Objective: Report how many lines below contain the word "iron", giving only the number.

Records for this task:
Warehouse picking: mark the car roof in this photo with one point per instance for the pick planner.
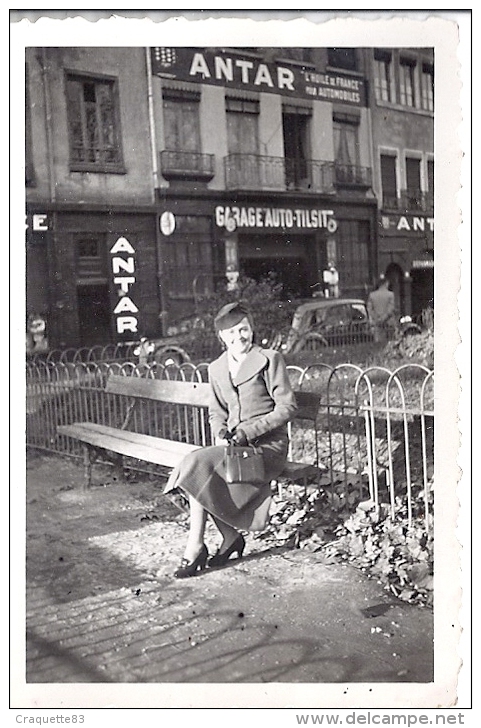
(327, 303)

...

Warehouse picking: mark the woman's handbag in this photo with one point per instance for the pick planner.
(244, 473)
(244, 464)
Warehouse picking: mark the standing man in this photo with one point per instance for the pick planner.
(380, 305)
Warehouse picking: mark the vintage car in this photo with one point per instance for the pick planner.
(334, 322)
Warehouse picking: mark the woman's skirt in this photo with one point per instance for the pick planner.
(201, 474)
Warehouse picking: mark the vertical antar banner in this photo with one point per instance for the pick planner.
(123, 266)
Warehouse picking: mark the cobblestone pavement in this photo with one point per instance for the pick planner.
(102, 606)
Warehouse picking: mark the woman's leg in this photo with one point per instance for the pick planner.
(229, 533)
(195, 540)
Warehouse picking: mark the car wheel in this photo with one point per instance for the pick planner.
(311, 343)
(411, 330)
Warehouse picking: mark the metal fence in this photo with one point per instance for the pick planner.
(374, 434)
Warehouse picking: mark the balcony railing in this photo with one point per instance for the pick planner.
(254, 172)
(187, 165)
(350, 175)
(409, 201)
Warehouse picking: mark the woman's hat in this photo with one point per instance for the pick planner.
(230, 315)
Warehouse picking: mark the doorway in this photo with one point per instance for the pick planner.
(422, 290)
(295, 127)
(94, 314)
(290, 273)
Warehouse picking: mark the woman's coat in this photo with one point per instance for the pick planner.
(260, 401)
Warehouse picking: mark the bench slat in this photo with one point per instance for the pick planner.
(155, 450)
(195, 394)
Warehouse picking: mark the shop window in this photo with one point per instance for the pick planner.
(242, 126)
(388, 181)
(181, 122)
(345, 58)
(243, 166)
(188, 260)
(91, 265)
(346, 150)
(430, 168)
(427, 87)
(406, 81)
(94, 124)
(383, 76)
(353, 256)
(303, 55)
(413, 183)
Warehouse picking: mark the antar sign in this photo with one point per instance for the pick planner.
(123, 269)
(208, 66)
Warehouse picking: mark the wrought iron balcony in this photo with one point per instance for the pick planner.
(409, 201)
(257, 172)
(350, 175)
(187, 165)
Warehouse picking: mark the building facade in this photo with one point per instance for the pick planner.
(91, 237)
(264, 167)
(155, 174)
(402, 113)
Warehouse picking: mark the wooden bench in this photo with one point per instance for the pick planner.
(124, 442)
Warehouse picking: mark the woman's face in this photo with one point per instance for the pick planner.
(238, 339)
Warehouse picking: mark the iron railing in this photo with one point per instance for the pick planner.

Exercise answer: 2